Return each line of the entries below that contains the string "cabinet", matching case exactly.

=== Data shown ===
[Start]

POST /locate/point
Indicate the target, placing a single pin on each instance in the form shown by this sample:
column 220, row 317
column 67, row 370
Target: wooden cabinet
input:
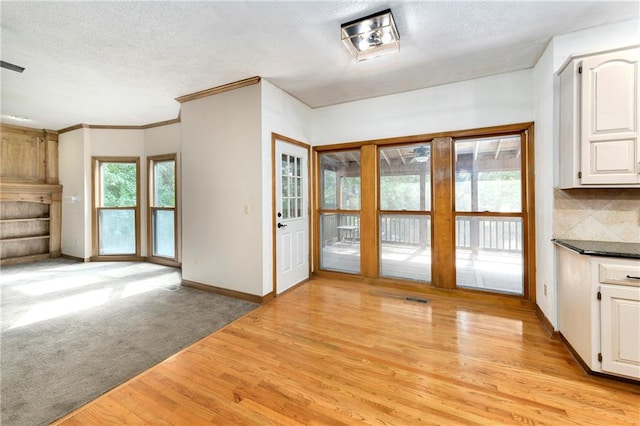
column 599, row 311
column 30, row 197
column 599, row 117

[End]
[Start]

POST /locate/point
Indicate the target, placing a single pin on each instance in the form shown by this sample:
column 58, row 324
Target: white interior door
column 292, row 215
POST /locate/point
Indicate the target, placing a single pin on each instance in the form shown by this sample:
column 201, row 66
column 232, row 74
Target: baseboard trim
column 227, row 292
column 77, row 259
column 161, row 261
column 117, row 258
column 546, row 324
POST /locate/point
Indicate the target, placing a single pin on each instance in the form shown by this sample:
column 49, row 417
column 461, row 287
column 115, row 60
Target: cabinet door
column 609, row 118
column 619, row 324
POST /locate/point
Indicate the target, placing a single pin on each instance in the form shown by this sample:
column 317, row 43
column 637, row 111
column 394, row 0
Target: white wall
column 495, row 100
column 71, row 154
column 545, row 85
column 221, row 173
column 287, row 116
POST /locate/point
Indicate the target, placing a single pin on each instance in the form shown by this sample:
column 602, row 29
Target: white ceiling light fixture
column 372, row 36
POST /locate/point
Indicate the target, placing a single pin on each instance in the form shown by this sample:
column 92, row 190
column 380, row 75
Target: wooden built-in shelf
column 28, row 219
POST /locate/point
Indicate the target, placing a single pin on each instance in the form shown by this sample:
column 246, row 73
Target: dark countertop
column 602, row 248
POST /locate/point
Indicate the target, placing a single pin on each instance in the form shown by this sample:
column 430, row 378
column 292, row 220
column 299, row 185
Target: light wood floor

[End]

=== The answer ===
Target: wooden cabinet
Target: cabinet door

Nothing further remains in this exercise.